## AIM OF THE EXERCISE:
Reproduce all the records below word for word, without changing anything.

## EXERCISE MATERIALS:

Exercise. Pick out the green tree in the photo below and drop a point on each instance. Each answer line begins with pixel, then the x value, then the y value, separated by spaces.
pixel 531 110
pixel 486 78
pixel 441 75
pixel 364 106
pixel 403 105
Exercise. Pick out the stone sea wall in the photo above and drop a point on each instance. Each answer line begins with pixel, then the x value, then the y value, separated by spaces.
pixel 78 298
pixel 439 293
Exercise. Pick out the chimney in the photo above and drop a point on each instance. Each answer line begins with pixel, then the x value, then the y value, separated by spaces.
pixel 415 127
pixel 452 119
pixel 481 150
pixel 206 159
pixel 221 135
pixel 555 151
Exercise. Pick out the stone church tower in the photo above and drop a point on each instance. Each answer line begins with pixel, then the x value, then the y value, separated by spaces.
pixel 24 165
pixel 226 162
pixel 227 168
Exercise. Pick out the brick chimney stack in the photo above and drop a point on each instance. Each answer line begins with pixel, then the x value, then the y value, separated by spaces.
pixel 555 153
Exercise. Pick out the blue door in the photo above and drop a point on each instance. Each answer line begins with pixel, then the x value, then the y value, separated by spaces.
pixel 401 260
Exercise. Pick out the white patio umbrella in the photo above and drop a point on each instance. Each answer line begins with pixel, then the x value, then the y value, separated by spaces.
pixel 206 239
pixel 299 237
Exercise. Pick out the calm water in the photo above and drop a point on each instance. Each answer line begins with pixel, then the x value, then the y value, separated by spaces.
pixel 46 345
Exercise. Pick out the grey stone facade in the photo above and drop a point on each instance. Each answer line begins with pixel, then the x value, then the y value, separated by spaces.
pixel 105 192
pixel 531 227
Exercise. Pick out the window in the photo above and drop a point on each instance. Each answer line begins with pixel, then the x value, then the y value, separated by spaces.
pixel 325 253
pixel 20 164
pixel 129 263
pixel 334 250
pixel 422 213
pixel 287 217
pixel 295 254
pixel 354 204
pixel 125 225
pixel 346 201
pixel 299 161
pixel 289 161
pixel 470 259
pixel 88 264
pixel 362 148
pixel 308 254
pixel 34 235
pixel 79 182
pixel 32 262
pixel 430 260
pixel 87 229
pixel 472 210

## RESPONSE TO THIS EXERCISE:
Exercise. Pick out the green tree in the photo below and drop a point on each instance. Each answer line begins with pixel, then the x value, then the y value, separated by spaces.
pixel 531 110
pixel 486 78
pixel 441 75
pixel 364 106
pixel 403 105
Exercise. Pick out the stone sea wall in the photo above and drop a point on each instance. Each answer line begins with pixel, then the x value, then the y value, separated by spaces.
pixel 78 298
pixel 439 293
Exercise. Pick out the chimney in the photo above and drop a point on each instance. Each answer line begins with pixel, then the x value, then the y value, separated by spaces.
pixel 415 127
pixel 452 119
pixel 481 150
pixel 206 159
pixel 221 135
pixel 555 151
Exercise. Pick out the stone church tower in the photo above and drop a point on each instance. Each answer line begins with pixel, then the x value, then the y value, separated by spaces.
pixel 24 165
pixel 226 162
pixel 227 168
Exercise. Pick out the brick chimney stack in the photo above and drop a point on each instance. Each answer line begins with pixel, then the x value, then the y value, separated by spaces.
pixel 555 153
Exercise. Pick out the blue door in the photo above and drop a point on each instance. Each answer line begins with pixel, then the x value, then the y value, separated by spaces.
pixel 401 260
Exercise. Pick out the white patio umbrella in the photo above and drop a point on each instance. Each answer line begins with pixel, then the x value, then the y value, separated by spaces.
pixel 206 239
pixel 299 237
Exercise. Pick out the calm water in the photo above and drop a point on each instance. Each answer line begins with pixel, then the x value, then the y value, separated by spaces.
pixel 46 345
Exercise. Pick out the grey stone facade in the photo above and drop a point on each instance. Each answer line begins with pixel, then the x value, then the y value, separated by spaces.
pixel 105 192
pixel 531 227
Exercise. Pick out the window in the photo above and drop a point on each instance. Each answer line begins with pixel, then the x value, then the y value, separated by spaces.
pixel 325 253
pixel 20 164
pixel 129 263
pixel 334 250
pixel 422 213
pixel 287 217
pixel 295 254
pixel 354 204
pixel 125 225
pixel 346 201
pixel 299 161
pixel 289 161
pixel 470 259
pixel 88 264
pixel 362 148
pixel 308 254
pixel 34 235
pixel 79 182
pixel 32 262
pixel 430 260
pixel 87 229
pixel 472 210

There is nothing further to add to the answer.